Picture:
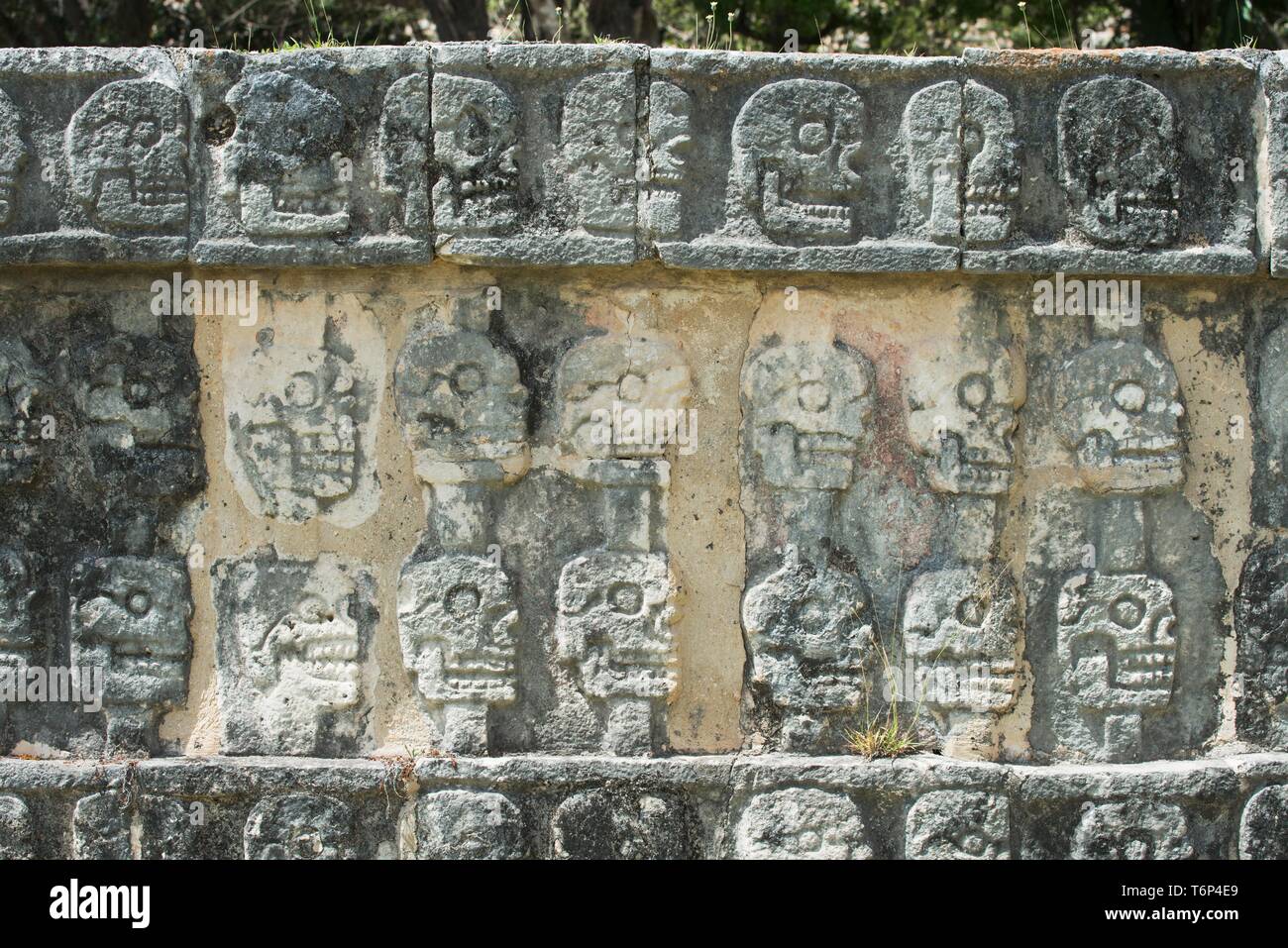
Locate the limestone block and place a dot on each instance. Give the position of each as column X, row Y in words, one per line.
column 958, row 824
column 536, row 153
column 1125, row 166
column 805, row 162
column 94, row 156
column 464, row 824
column 292, row 649
column 310, row 158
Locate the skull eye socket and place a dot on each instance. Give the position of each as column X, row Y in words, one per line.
column 625, row 597
column 1129, row 397
column 812, row 137
column 971, row 612
column 138, row 601
column 1127, row 612
column 812, row 395
column 301, row 390
column 463, row 600
column 467, row 378
column 975, row 390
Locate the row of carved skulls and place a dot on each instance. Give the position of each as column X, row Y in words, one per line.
column 797, row 176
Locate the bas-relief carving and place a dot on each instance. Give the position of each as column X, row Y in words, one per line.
column 958, row 824
column 128, row 158
column 962, row 408
column 129, row 616
column 476, row 149
column 468, row 824
column 797, row 163
column 281, row 166
column 292, row 638
column 13, row 158
column 1119, row 408
column 597, row 153
column 670, row 129
column 300, row 826
column 802, row 824
column 1119, row 161
column 403, row 155
column 1134, row 830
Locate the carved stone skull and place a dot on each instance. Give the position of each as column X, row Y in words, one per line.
column 961, row 412
column 308, row 661
column 1119, row 410
column 621, row 397
column 300, row 826
column 281, row 165
column 476, row 141
column 138, row 395
column 1133, row 830
column 806, row 407
column 795, row 175
column 800, row 823
column 616, row 612
column 299, row 445
column 460, row 398
column 932, row 150
column 962, row 629
column 1116, row 642
column 599, row 151
column 404, row 150
column 13, row 158
column 21, row 384
column 130, row 618
column 1119, row 158
column 456, row 621
column 128, row 158
column 17, row 588
column 992, row 170
column 810, row 635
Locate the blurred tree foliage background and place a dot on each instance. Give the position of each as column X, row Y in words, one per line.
column 857, row 26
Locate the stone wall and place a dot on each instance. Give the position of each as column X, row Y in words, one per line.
column 545, row 450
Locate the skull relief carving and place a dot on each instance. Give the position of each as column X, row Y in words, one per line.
column 404, row 150
column 128, row 158
column 614, row 623
column 599, row 151
column 460, row 399
column 138, row 395
column 809, row 406
column 1119, row 158
column 992, row 170
column 1119, row 410
column 21, row 384
column 13, row 158
column 932, row 150
column 621, row 397
column 810, row 635
column 476, row 141
column 456, row 621
column 130, row 618
column 281, row 165
column 961, row 412
column 802, row 824
column 300, row 826
column 961, row 630
column 299, row 445
column 958, row 824
column 1136, row 830
column 1116, row 643
column 795, row 175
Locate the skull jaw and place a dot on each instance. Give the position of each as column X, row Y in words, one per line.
column 787, row 220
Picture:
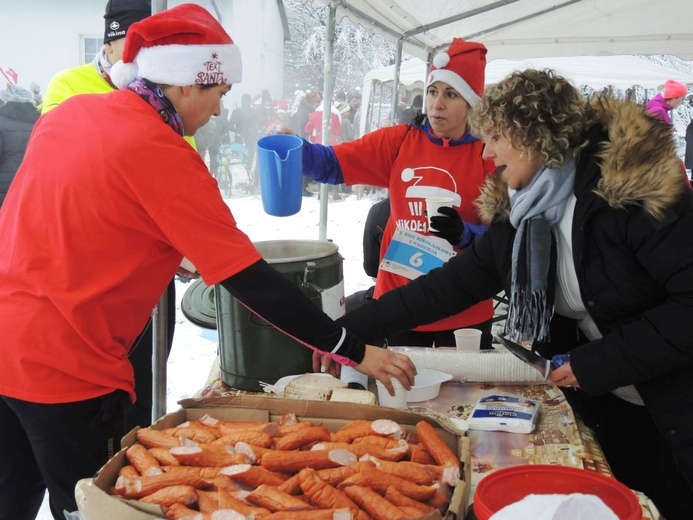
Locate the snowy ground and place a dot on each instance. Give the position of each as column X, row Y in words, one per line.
column 194, row 348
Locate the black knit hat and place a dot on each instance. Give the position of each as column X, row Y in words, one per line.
column 121, row 14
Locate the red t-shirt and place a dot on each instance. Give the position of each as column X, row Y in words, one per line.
column 412, row 167
column 105, row 205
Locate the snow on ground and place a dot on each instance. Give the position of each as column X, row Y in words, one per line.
column 195, row 348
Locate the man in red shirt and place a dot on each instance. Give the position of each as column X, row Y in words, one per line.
column 92, row 231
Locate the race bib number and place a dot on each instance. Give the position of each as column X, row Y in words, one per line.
column 411, row 254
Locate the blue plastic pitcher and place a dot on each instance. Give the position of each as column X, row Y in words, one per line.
column 280, row 163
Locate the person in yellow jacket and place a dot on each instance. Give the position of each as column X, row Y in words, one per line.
column 94, row 78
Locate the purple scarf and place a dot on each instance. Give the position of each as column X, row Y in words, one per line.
column 153, row 95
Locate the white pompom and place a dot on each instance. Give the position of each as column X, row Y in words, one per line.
column 441, row 59
column 122, row 74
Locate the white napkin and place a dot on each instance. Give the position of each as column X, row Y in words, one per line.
column 577, row 506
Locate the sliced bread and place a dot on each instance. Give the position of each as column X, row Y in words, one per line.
column 314, row 387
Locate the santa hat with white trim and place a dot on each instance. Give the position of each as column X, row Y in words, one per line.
column 463, row 67
column 182, row 46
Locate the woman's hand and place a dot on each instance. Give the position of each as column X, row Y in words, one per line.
column 381, row 364
column 282, row 130
column 563, row 376
column 378, row 363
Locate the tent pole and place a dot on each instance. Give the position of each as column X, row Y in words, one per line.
column 328, row 87
column 395, row 84
column 160, row 335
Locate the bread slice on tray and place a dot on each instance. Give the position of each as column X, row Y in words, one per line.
column 314, row 387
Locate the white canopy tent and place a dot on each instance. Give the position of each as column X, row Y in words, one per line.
column 512, row 29
column 621, row 72
column 519, row 29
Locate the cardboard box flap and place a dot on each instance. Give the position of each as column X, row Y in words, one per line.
column 95, row 503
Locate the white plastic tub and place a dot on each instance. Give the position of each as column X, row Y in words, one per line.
column 426, row 385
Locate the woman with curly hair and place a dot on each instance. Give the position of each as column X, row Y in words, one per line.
column 590, row 236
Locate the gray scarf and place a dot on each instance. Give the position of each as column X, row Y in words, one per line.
column 533, row 210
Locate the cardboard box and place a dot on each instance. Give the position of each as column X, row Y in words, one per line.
column 96, row 504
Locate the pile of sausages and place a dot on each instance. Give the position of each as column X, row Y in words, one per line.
column 290, row 470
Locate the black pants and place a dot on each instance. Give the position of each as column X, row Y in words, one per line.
column 141, row 358
column 441, row 338
column 636, row 452
column 53, row 446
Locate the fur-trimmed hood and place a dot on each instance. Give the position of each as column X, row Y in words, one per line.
column 638, row 162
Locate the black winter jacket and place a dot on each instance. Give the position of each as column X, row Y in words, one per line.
column 633, row 253
column 16, row 123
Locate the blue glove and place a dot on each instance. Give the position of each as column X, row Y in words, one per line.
column 451, row 227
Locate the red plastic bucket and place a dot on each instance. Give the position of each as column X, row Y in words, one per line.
column 509, row 485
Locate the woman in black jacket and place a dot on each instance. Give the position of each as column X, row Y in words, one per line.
column 590, row 235
column 17, row 118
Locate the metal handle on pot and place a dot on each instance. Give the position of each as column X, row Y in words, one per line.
column 308, row 273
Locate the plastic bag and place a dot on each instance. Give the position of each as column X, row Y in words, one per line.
column 504, row 413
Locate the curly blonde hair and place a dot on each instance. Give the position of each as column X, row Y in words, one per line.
column 539, row 111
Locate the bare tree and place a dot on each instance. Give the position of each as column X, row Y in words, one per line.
column 356, row 50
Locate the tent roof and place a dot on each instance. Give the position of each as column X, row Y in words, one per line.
column 621, row 72
column 596, row 71
column 518, row 29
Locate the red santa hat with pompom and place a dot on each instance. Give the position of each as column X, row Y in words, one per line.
column 182, row 46
column 463, row 67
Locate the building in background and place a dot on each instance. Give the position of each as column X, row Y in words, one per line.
column 42, row 37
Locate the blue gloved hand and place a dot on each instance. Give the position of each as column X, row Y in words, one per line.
column 450, row 227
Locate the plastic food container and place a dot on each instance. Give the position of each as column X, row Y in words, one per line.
column 426, row 385
column 509, row 485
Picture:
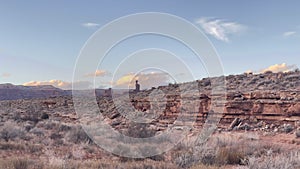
★ ★ ★ ★ ★ ★ ★
Transcribe every entry above exactly. Omit all pictures.

## SOLUTION TO THIS PROBLEM
Picture:
Locate the limestone block and place a dot on each instance. Give the position of each as column X, row Y in words, one per line.
column 958, row 824
column 536, row 153
column 1125, row 166
column 805, row 162
column 94, row 156
column 464, row 824
column 292, row 649
column 310, row 158
Locate the skull eye socket and place a dot on each instance. Give the position of each as column X, row Y in words, one per line.
column 625, row 597
column 1129, row 397
column 812, row 137
column 971, row 612
column 138, row 601
column 1127, row 612
column 812, row 395
column 301, row 390
column 463, row 600
column 467, row 378
column 975, row 390
Locate the row of carved skulls and place a dot on each instance. Give the position of each as column X, row Y in words, one per line.
column 797, row 176
Locate the bas-relief carving and place a dot on each instance. Give the position of each as column X, row Y in words, one per line.
column 958, row 824
column 128, row 158
column 962, row 408
column 129, row 616
column 476, row 149
column 468, row 824
column 797, row 163
column 281, row 166
column 292, row 638
column 13, row 158
column 1119, row 408
column 597, row 153
column 670, row 129
column 300, row 826
column 802, row 824
column 1119, row 161
column 403, row 155
column 1134, row 830
Locate the carved stone skull and place a dot on each instance. Give the position of each as column X, row Y in words, one per line.
column 961, row 412
column 308, row 661
column 1119, row 410
column 621, row 397
column 300, row 826
column 281, row 165
column 476, row 141
column 138, row 395
column 1133, row 830
column 806, row 407
column 795, row 175
column 800, row 823
column 616, row 612
column 299, row 445
column 460, row 398
column 932, row 150
column 962, row 629
column 1116, row 642
column 599, row 151
column 404, row 150
column 13, row 158
column 21, row 384
column 130, row 618
column 1119, row 158
column 456, row 621
column 128, row 158
column 17, row 588
column 992, row 170
column 810, row 635
Locate the blurred tree foliage background and place a dot on each instance. Give the position of each as column X, row Y in words, one per line.
column 857, row 26
Locate the stone wall and place a dot on each instance. Give the position of each as column X, row Y in words, one per line.
column 545, row 450
Locate the skull relief carving and place a dot on each instance. Give the position of each as column X, row Y in words, one per line.
column 404, row 150
column 128, row 158
column 614, row 623
column 599, row 151
column 460, row 399
column 138, row 395
column 809, row 406
column 1119, row 158
column 992, row 170
column 1119, row 410
column 21, row 384
column 13, row 158
column 932, row 150
column 621, row 397
column 810, row 635
column 476, row 141
column 456, row 621
column 130, row 618
column 281, row 165
column 961, row 412
column 802, row 824
column 300, row 826
column 961, row 630
column 299, row 445
column 958, row 824
column 1136, row 830
column 1116, row 643
column 795, row 175
Locate the skull jaw and place a dot on each instance. Give the position of each as column X, row Y in words, one per line.
column 787, row 220
Picture:
Locate the snowy ground and place a dot on each instance. Give the position of each as column X, row Y in words, one per line.
column 194, row 348
Locate the black knit hat and place a dot on each instance. Give the position of each as column X, row Y in words, one per line.
column 121, row 14
Locate the red t-shirt and place a dot on each instance. Give the position of each as column X, row Y in words, one per line.
column 412, row 167
column 105, row 205
Locate the snow on ground and place a dot on each instance. Give the position of each as column X, row Y in words, one per line.
column 195, row 348
Locate the man in red shirt and place a dot on each instance. Give the position of each as column X, row Y in words, one per line.
column 92, row 231
Locate the race bib number and place a dot on each instance. Give the position of each as column X, row Y in words, one per line.
column 411, row 254
Locate the blue plastic pitcher and place a dot on each instance. Give the position of each as column X, row Y in words, one per line.
column 280, row 163
Locate the person in yellow jacket and place a dot on each instance. Give the position of each as column X, row Y in words, one per line.
column 94, row 78
Locate the purple scarf and place a dot on each instance. Give the position of each as column X, row Y in words, one per line.
column 153, row 95
Locate the white pompom and place a dot on each instance. Give the position of each as column X, row Y in words, one per line.
column 441, row 59
column 122, row 74
Locate the white napkin and place a dot on each instance. Give the position of each as column X, row Y in words, one per line.
column 577, row 506
Locate the sliced bread and place a dot on each instance. Give the position of each as column X, row Y in words, one per line.
column 314, row 387
Locate the santa hat with white trim and place a dot on each instance. Give the position of each as column X, row Y in words, one per line.
column 463, row 67
column 182, row 46
Locate the woman's hand and place a dot on each instance. Give the position of each as column X, row Y in words, one per line.
column 381, row 364
column 282, row 130
column 563, row 376
column 378, row 363
Locate the tent pole and place a dot on each instance. Give the position of each as column X, row Y in words, one per line.
column 328, row 87
column 395, row 84
column 160, row 335
Locate the bread slice on tray and place a dot on each instance. Give the position of each as column X, row Y in words, one per line.
column 314, row 387
Locate the white canopy tent and place a dot on each instance. Give the position of each as column X, row Y in words, one per line.
column 512, row 29
column 621, row 72
column 519, row 29
Locate the cardboard box flap and place a dot on each instance. Give the position of each as column X, row Y in words, one per line.
column 95, row 503
Locate the white plastic tub and place a dot on each instance. Give the position of each as column X, row Y in words, one per line.
column 426, row 385
Locate the woman with curly hair and place a dot on each instance. Give the position of each as column X, row Y in words, one per line.
column 590, row 236
Locate the gray scarf and place a dot on each instance. Give the position of each as column X, row Y in words, one per line.
column 533, row 210
Locate the cardboard box and place a dot on each instance. Give the position of each as column X, row Y in words, one per line.
column 96, row 504
Locate the pile of sausages and place a dot on each instance. Give the position of each as column X, row Y in words, one per line.
column 290, row 470
Locate the black pants and place a dot on each instance. Give the position of each as column X, row Y in words, one per line.
column 141, row 358
column 441, row 338
column 636, row 452
column 53, row 446
Locate the fur-trimmed hood and place a dot on each instance. Give the position of each as column X, row Y in words, one per line.
column 638, row 162
Locate the black winter jacket and place a dot on each instance. Give the position of each as column X, row Y in words, one per line.
column 633, row 253
column 16, row 123
Locate the blue glove and place a dot on each instance. Give the position of each as column X, row Y in words, one per line.
column 451, row 227
Locate the red plastic bucket and place a dot on each instance. Give the position of each as column X, row Y in words, one per line.
column 509, row 485
Locate the woman in black jacket and place a dot on each instance. Give the position of each as column X, row Y in words, one per line.
column 590, row 235
column 17, row 118
Locate the metal handle on pot and place a dot on each instance. Give the position of each as column X, row Y in words, one per line.
column 308, row 273
Locate the plastic bag and place a dot on each instance. Give the position of each as column X, row Y in words, one per line.
column 504, row 413
Locate the curly blonde hair and place a dot on each instance. Give the position of each as column X, row Y in words, one per line.
column 539, row 111
Locate the bare tree and place a dot on each instance. Give the position of each as column X, row Y in words, one per line.
column 356, row 50
Locate the tent roof and place a dot on each instance. Give the position of each as column X, row Y in words, one per line.
column 621, row 72
column 596, row 71
column 518, row 29
Locate the red santa hat with pompom and place a dot on each instance. Give the position of each as column X, row Y in words, one per line.
column 182, row 46
column 463, row 67
Locate the building in background and place a dot on each instance. Give the position of each as column X, row Y in words, one per line.
column 42, row 37
Locate the blue gloved hand and place a dot on each instance. Give the position of each as column X, row Y in words, one per line.
column 450, row 227
Locate the plastic food container and place a dot on each instance. Give the position of each as column X, row Y in words, one per line.
column 426, row 385
column 509, row 485
Picture:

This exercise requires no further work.